──────── Quoted text ────────

# Wanted: 5x Sets of Terminator Lightning Claws



## Zetronus (May 9, 2012)

Hello my fellow *Heretics*

I am looking to Assault up my Termies, my hope is you can help me,

 I would like to buy/trade for

Lightning Claws - I require five sets (5 left arms and 5 right arms) =) 

Thanks for reading


----------



## Kelann08 (Nov 22, 2011)

I should have some, let me get back to you.


----------



## OIIIIIIO (Dec 16, 2009)

I have them ... what ya got to trade?


----------



## Zetronus (May 9, 2012)

*@Kelann08*

I am intrueged sir, since you also have a couple of items I would like to have in a previous thread =D


*@OIIIIIIO*

Hello there, items available for Trade
2x Black Reach Dreadnoughts (unpainted) MM / CC (storm bolter) - (Plastic)
3x Unpainted 5 man Terminator Squads
2x Unpainted 10 man Tactical Squads​
=)


----------



## Kelann08 (Nov 22, 2011)

Zetronus said:


> *@Kelann08*
> 
> I am intrueged sir, since you also have a couple of items I would like to have in a previous thread =D


Sure thing, let me know what you'd like and we'll go from there.


----------

────────

**Tasks for this exercise**.
A. Reproduce the lightning claws thread word for word from "# Wanted: 5x" to "right arms) =)".
B. Answer these about the lightning claws thread:
(i) How many sets of Lightning Claws does Zetronus want?
(ii) How many unpainted 10 man Tactical Squads does Zetronus list for trade?
(iii) Which weapon is given in parentheses after CC for the Black Reach Dreadnoughts?
The rows that come next have no connection to the lightning claws thread.

──────── Dataset extract ────────

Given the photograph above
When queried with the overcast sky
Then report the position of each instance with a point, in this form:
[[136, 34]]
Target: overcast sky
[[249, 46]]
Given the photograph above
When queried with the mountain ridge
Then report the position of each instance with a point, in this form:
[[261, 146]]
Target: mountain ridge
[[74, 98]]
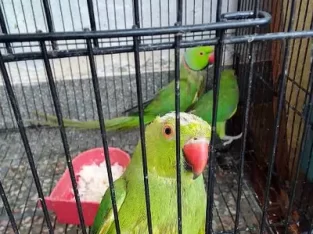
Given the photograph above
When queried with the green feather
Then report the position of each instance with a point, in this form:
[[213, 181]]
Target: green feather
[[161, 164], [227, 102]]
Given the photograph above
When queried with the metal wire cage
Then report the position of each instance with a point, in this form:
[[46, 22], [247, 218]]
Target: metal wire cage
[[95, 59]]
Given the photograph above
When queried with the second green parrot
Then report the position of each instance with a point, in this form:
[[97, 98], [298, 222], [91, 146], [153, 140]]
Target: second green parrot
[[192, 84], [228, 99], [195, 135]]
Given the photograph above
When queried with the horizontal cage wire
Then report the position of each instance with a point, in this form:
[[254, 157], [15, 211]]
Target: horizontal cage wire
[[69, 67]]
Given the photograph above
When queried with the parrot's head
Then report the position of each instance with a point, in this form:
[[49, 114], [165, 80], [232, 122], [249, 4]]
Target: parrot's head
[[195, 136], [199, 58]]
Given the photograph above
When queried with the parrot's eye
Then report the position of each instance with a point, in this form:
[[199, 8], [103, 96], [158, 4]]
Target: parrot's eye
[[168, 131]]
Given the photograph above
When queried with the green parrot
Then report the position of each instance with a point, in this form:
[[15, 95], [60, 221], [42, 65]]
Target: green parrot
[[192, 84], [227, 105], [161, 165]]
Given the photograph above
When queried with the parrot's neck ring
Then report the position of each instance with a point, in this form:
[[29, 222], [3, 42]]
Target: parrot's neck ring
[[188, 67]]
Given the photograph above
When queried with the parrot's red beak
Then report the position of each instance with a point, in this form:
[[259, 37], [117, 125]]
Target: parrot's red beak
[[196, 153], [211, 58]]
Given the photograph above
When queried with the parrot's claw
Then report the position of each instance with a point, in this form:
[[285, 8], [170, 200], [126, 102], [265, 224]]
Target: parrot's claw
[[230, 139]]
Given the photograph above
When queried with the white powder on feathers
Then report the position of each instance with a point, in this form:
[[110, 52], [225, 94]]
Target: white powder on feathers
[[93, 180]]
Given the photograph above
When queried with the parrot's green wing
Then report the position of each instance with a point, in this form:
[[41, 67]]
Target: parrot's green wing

────────

**Answers for this exercise**.
A.
# Wanted: 5x Sets of Terminator Lightning Claws



## Zetronus (May 9, 2012)

Hello my fellow *Heretics*

I am looking to Assault up my Termies, my hope is you can help me,

 I would like to buy/trade for

Lightning Claws - I require five sets (5 left arms and 5 right arms) =)

B.
(i) Five sets (5 left arms and 5 right arms).
(ii) Two.
(iii) Storm bolter.